*** RECORDS PROVIDED ***
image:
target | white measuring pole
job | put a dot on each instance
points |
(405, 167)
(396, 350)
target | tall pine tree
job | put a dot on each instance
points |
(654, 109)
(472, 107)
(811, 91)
*** End of RECORDS PROVIDED ***
DIRECTIONS FOR THIS TASK ::
The answer must be all of the entries, restated exactly.

YOUR RESPONSE ::
image:
target | white measuring pole
job | put a dot on each instance
points |
(405, 167)
(396, 350)
target | tall pine tree
job | put a dot on each instance
points |
(654, 109)
(472, 107)
(811, 91)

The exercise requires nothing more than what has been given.